Multi-Level Low Rank (MLR) Matrices Explained

• MLR matrices are hierarchically structured as a sum of block-diagonal low-rank submatrices that enable nearly linear storage and efficient matrix operations.
• They leverage recursive factorization and local low-rank updates to perform additions, multiplications, and inversions with reduced computational cost.
• Applications include PDE solvers, covariance estimation, and attention mechanisms in deep learning, showcasing scalability and improved performance.

A multi-level low rank (MLR) matrix is a structured matrix representation in which the matrix is expressed as a sum of hierarchically organized, block-diagonal, low-rank submatrices. Each level corresponds to a refinement of the block partition from the previous level, with all blocks at all levels stored in factored form. This framework generalizes classical low rank and hierarchical (e.g., $\mathcal{H}^2$ or HSS) formats, provides optimal or nearly-optimal storage and arithmetic complexity, and has become foundational in large-scale scientific computing, structured covariance estimation, fast transforms, and modern deep learning attention mechanisms.

1. Mathematical Structure and Formal Definition

An MLR matrix $A \in \mathbb{R}^{m \times n}$ is defined as a sum of block-diagonal matrices with hierarchical refinement, possibly up to a permutation: $$A = P^\top \Big[\sum_{l=1}^L \bigoplus_{k=1}^{p_l} B_{l,k} C_{l,k}^\top \Big] Q,$$ where $P, Q$ are permutation matrices, each $l$ indexes a refinement level with $p_l$ blocks, and $B_{l,k}\in \mathbb{R}^{m_{l,k}\times r_l}$, $C_{l,k}\in \mathbb{R}^{n_{l,k}\times r_l}$ are low-rank factors for the $k$th block at level $l$. The row and column partitions at level $l$ refine those at level $l-1$, producing a hierarchical clustering.

Properties:

• The total storage is $O((m + n) r)$, matching that of a pure rank-$r$ factorization.
• Matrix-vector multiplication costs $O((m + n) r)$ FLOPs.
• The effective rank can greatly exceed $r$ due to the sum over levels and blocks.

Relation to other formats:

MLR extends both classic low rank and hierarchical ($\mathcal{H}^2$, HODLR, HSS) representations but typically avoids extra logarithmic storage overhead if the partitions are exploited recursively (Parshakova et al., 2023).

2. Algorithms and Arithmetic Operations

MLR and closely related $\mathcal{H}^2$-matrix algorithms perform core matrix operations—addition, multiplication, inversion, and factorizations such as LR or Cholesky—in nearly linear time by hierarchically exploiting nested low-rank structure (Börm et al., 2014).

Key Components:

• Local Low-Rank Update: For a block $(t, s)$, adding a low-rank $X Y^*$ to the current ($H^2$ or MLR) block $V_t S_b W_s^*$, leads to rank-doubling, necessitating recompression at each node via QR/SVD on small sections.

[A run of records]
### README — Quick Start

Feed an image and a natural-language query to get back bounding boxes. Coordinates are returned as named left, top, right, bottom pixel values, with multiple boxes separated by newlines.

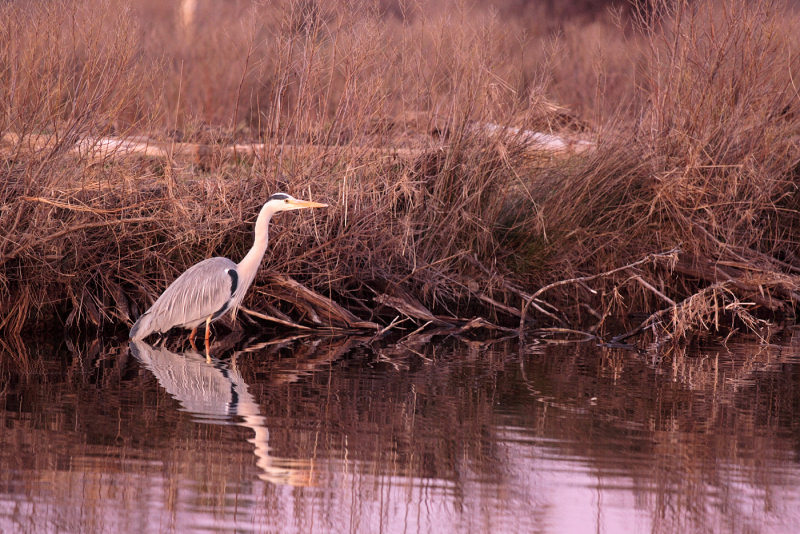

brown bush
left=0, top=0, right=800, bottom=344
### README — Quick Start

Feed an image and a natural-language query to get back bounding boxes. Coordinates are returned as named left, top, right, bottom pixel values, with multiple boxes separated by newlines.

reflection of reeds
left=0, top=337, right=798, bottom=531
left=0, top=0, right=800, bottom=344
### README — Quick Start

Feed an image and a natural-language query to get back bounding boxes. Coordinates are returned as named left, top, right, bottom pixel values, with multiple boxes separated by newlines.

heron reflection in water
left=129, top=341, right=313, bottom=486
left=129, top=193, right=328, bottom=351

* * *

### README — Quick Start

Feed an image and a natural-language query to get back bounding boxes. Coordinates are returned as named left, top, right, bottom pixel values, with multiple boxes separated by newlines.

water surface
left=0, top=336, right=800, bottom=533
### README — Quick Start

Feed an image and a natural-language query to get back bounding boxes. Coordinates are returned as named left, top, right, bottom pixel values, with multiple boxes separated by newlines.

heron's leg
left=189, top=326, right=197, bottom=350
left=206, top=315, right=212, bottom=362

--

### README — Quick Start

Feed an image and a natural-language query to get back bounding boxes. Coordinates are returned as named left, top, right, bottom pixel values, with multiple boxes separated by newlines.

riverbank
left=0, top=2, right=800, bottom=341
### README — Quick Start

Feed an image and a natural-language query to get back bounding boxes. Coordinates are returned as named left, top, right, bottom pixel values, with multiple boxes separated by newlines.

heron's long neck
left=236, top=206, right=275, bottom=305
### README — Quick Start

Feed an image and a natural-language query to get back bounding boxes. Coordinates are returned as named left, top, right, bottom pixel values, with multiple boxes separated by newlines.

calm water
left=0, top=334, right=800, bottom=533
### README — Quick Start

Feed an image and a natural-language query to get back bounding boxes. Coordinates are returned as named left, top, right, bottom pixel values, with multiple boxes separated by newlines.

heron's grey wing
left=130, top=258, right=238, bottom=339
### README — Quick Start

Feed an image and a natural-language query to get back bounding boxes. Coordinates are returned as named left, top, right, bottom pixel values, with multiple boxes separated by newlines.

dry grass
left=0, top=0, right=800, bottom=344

Written instruction:
Please answer these questions about the text on MLR matrices, each on its own line:
1. What kind of matrices are $P$ and $Q$ in the formal definition?
2. What does the text say allows the effective rank to greatly exceed $r$?
3. Adding a low-rank term to a block leads to what, according to the description of the local low-rank update?
The records have no role here.

Answer for the task:
1. Permutation matrices.
2. The sum over levels and blocks.
3. Rank-doubling, which requires recompression at each node via QR/SVD on small sections.